Aim>
Gather every line in the data below that contains the string "ceiling" and list those lines in their original order.

Material>

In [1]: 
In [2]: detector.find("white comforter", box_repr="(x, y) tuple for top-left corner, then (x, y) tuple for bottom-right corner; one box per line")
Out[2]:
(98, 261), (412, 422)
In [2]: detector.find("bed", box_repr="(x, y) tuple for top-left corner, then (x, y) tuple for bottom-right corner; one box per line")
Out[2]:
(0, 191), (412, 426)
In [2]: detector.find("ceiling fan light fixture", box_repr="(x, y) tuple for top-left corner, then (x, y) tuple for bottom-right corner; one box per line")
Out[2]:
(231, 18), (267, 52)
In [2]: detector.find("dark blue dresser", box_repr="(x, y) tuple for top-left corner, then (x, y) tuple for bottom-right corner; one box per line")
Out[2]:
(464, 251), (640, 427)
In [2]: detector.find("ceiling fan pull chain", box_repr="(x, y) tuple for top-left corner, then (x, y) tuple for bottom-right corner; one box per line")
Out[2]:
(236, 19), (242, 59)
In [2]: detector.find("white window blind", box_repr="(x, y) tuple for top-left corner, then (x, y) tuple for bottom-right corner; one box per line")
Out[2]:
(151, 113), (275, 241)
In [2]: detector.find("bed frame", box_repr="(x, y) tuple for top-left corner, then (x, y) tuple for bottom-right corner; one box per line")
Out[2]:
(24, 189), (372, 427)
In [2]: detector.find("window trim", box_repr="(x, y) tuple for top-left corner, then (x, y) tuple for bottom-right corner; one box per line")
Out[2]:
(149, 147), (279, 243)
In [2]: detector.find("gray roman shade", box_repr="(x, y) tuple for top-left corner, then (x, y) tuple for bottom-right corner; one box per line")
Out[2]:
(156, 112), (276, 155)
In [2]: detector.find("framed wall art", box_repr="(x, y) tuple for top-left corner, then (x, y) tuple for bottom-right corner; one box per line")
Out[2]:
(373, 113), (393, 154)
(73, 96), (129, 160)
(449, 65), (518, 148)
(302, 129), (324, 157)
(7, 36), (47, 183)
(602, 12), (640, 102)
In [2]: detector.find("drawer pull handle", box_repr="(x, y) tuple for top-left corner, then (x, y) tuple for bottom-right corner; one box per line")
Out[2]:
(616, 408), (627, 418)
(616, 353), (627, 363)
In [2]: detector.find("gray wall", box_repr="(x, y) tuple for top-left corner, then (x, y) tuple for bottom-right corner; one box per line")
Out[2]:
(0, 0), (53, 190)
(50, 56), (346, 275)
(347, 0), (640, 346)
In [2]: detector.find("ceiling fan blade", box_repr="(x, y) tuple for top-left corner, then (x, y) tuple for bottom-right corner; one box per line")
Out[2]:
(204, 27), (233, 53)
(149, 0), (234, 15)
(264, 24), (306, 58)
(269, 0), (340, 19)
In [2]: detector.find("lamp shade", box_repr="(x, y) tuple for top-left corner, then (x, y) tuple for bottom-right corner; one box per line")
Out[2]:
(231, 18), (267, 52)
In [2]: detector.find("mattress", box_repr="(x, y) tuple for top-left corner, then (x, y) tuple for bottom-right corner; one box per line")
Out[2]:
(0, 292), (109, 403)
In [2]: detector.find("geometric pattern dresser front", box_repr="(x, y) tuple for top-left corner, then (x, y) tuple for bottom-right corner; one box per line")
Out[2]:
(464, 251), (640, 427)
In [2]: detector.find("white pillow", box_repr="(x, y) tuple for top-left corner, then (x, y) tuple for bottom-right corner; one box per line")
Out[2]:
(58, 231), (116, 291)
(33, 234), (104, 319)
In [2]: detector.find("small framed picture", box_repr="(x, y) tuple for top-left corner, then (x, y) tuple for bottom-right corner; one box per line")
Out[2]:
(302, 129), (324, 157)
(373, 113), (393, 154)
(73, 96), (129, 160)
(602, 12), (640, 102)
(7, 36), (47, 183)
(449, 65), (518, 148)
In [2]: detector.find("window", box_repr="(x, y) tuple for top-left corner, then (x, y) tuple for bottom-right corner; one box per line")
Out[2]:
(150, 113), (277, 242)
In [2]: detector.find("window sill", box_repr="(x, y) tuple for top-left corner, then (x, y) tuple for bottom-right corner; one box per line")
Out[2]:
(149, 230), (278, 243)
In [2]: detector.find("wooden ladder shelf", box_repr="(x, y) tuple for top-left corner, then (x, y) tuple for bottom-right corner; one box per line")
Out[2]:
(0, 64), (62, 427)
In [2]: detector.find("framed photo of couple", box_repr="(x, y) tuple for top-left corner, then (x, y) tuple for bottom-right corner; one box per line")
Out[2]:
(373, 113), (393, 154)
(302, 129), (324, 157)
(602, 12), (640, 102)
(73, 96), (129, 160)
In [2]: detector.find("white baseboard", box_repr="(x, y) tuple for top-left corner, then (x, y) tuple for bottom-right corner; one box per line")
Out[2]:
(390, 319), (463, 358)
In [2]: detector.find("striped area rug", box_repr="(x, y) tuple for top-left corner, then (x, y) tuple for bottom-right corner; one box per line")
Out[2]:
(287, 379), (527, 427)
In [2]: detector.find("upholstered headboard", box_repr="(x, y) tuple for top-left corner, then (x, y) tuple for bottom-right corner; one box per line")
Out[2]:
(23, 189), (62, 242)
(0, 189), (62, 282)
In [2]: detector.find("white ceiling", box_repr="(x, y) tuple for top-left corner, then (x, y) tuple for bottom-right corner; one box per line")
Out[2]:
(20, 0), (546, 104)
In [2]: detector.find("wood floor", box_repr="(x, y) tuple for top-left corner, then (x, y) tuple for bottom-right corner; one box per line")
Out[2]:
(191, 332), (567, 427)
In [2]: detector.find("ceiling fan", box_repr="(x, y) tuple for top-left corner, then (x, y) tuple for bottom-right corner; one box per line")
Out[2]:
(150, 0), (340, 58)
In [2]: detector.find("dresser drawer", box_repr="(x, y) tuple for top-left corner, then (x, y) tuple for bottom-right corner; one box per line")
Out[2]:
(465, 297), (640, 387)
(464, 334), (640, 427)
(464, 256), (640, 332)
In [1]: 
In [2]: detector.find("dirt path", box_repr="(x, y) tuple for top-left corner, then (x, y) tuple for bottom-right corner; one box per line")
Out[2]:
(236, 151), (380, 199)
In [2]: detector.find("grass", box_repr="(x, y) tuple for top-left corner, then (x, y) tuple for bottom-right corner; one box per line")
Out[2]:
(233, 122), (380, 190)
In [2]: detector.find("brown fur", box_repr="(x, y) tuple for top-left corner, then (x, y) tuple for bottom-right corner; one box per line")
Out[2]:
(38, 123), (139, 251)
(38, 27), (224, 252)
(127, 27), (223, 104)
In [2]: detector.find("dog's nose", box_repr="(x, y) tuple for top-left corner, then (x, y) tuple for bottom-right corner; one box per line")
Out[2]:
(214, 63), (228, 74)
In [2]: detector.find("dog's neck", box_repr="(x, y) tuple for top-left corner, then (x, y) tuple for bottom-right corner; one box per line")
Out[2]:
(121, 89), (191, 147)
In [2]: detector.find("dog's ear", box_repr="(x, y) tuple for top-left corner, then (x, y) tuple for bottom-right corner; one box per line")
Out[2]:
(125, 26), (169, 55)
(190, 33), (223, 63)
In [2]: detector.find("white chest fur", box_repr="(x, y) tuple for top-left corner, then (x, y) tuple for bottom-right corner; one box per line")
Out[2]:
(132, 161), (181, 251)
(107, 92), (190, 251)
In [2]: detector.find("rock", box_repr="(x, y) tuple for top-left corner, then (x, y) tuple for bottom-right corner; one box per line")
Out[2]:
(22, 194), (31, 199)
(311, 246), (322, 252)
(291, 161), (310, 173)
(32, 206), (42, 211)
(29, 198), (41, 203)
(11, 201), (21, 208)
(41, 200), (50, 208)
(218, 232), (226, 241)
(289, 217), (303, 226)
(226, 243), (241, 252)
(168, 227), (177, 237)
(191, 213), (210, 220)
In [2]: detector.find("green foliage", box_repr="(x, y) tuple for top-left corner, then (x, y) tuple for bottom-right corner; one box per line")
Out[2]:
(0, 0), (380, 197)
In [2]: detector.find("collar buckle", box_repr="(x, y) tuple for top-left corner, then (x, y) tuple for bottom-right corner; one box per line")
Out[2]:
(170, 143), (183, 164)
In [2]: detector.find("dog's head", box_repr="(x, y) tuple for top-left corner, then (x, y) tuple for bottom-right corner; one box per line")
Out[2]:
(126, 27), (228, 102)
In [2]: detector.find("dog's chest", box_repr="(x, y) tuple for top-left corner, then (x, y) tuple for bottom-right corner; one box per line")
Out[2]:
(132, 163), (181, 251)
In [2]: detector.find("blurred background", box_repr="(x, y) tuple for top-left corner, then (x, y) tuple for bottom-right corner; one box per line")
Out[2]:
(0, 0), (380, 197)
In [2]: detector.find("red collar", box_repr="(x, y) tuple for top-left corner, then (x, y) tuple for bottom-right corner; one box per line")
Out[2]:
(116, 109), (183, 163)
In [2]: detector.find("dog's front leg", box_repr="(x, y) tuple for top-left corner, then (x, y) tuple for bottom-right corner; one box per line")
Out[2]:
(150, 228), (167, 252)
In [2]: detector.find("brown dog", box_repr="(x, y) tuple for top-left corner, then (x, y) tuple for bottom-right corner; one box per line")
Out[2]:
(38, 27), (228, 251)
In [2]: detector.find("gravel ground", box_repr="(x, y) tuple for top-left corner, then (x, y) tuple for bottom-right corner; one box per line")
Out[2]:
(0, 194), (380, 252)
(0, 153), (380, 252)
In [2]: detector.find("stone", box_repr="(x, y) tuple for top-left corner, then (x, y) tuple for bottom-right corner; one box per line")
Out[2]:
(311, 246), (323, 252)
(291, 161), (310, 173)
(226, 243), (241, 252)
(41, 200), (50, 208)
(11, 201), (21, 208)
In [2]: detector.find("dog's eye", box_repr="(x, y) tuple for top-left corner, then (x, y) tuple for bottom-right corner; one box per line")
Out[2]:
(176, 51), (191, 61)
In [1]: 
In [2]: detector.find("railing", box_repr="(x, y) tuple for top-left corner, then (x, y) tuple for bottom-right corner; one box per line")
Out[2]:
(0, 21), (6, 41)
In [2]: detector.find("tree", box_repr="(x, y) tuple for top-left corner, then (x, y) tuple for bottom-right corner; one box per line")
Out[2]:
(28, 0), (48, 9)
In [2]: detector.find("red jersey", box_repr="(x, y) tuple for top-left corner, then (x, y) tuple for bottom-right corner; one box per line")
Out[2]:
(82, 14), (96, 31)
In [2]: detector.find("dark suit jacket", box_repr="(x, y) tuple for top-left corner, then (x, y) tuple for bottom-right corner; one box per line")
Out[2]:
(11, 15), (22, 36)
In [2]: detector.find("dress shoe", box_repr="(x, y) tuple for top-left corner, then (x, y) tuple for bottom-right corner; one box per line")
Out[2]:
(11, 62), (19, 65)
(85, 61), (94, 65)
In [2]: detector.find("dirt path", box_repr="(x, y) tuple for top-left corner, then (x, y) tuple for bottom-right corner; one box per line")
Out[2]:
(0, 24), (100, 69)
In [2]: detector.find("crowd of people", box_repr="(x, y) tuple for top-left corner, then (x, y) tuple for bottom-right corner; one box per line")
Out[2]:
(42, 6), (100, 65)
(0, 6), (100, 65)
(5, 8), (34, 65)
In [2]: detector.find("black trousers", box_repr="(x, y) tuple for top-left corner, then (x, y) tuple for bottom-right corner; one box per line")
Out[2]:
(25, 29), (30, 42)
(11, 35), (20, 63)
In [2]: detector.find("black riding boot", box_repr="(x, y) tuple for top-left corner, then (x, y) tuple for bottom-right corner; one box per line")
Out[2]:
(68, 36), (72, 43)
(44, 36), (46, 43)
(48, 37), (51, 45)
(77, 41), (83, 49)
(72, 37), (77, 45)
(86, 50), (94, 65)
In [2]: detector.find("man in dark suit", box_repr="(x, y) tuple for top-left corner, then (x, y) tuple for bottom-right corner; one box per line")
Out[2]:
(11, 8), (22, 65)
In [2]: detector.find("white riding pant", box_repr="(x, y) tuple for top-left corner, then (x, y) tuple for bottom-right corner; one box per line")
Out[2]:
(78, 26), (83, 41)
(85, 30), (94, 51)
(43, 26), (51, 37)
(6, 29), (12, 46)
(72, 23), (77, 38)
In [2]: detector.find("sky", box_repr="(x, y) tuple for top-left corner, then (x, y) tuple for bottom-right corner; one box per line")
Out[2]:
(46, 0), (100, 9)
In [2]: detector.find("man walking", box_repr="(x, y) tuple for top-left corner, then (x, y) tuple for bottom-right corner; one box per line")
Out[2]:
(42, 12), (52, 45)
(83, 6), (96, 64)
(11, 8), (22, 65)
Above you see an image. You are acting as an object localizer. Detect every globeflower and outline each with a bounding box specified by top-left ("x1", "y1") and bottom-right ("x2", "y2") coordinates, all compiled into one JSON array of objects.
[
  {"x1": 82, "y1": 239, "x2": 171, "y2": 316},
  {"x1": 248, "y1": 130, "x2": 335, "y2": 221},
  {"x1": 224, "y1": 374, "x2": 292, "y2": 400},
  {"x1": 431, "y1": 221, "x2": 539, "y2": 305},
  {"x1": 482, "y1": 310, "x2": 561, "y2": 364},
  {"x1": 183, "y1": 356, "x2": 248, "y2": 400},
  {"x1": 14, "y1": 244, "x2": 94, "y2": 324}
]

Correct response>
In [2]: detector.find("ceiling fan light fixture", box_repr="(x, y) tuple for top-left corner, then (x, y) tuple for bottom-right corner; one box per line")
In [2]: detector.find("ceiling fan pull chain", box_repr="(x, y) tuple for top-left corner, then (x, y) tuple for bottom-right corner; one box per line")
In [2]: detector.find("ceiling fan blade", box_repr="(x, y) tuple for top-left corner, then (x, y) tuple for bottom-right corner; one box per line")
In [2]: detector.find("white ceiling", box_repr="(x, y) tuple for top-left corner, then (x, y) tuple for bottom-right corner; one box per line")
In [2]: detector.find("ceiling fan", box_repr="(x, y) tuple for top-left corner, then (x, y) tuple for bottom-right corner; one box per line")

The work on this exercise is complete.